— start Data —
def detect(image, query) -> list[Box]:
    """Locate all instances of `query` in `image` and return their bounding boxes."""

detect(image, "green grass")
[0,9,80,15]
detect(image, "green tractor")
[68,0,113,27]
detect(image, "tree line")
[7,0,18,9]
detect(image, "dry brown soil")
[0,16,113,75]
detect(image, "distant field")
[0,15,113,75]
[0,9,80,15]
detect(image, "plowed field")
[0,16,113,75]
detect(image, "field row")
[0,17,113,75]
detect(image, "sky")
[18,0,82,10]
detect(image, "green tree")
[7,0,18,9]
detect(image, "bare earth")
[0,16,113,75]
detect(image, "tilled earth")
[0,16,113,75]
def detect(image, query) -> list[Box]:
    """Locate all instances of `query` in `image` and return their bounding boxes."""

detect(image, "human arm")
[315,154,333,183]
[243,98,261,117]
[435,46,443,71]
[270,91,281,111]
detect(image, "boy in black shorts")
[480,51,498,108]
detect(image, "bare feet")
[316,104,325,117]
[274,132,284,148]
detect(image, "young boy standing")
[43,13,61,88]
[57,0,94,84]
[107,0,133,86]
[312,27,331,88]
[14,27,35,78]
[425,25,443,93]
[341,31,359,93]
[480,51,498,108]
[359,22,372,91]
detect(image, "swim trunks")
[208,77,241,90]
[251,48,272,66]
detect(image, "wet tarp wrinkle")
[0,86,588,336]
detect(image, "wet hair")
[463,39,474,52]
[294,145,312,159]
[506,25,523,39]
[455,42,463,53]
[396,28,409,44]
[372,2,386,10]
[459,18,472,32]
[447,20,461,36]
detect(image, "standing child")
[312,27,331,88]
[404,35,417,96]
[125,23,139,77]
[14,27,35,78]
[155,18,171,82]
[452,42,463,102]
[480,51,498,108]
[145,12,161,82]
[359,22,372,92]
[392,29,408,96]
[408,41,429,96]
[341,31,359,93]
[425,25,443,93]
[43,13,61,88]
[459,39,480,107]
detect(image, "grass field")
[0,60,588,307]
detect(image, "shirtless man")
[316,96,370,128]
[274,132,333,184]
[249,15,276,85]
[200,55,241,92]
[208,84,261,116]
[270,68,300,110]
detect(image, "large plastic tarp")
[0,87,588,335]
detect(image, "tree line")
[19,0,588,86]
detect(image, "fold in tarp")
— end Data —
◆ Work to be completed
Put each line from the start of the rows through the line containing "[0,17,113,75]" into a JSON list of strings, one string per line. Leave out blank lines.

◆ Written reply
[
  "def detect(image, query) -> list[Box]:",
  "    \"\"\"Locate all instances of `query` in `image` and return their bounding boxes.\"\"\"",
  "detect(image, \"green grass\")",
  "[0,9,80,15]",
  "detect(image, \"green tractor\")",
  "[68,0,113,27]",
  "detect(image, \"tree line\")",
  "[7,0,18,9]",
  "detect(image, \"dry brown soil\")",
  "[0,16,113,75]",
  "detect(image, \"distant field\")",
  "[0,15,113,75]",
  "[0,9,80,15]",
  "detect(image, \"plowed field\")",
  "[0,16,113,75]",
  "detect(image, \"field row\")",
  "[0,17,113,75]"
]